WHAT IS EXPECTED | Print each entry in full, word for word, with no pictures in the result.

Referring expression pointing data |
--

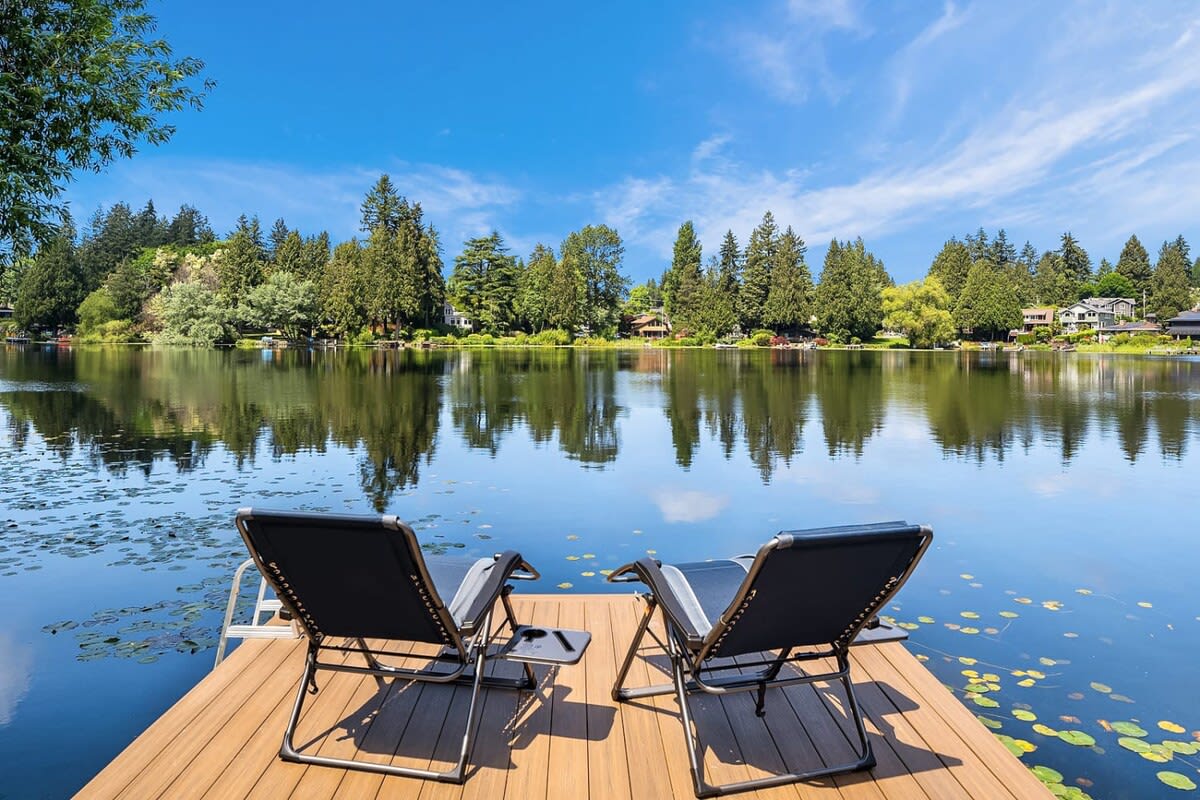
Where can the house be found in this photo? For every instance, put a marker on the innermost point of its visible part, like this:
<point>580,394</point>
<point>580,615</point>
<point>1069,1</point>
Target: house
<point>1133,329</point>
<point>649,326</point>
<point>1119,306</point>
<point>454,318</point>
<point>1036,318</point>
<point>1084,316</point>
<point>1185,325</point>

--

YOUR RESPONSE |
Where can the house be found in this photo? For every instance, put a marker on the innermost point of its visible part, like this:
<point>580,394</point>
<point>580,615</point>
<point>1069,1</point>
Target: house
<point>1133,329</point>
<point>649,326</point>
<point>1119,306</point>
<point>454,318</point>
<point>1036,318</point>
<point>1084,316</point>
<point>1185,325</point>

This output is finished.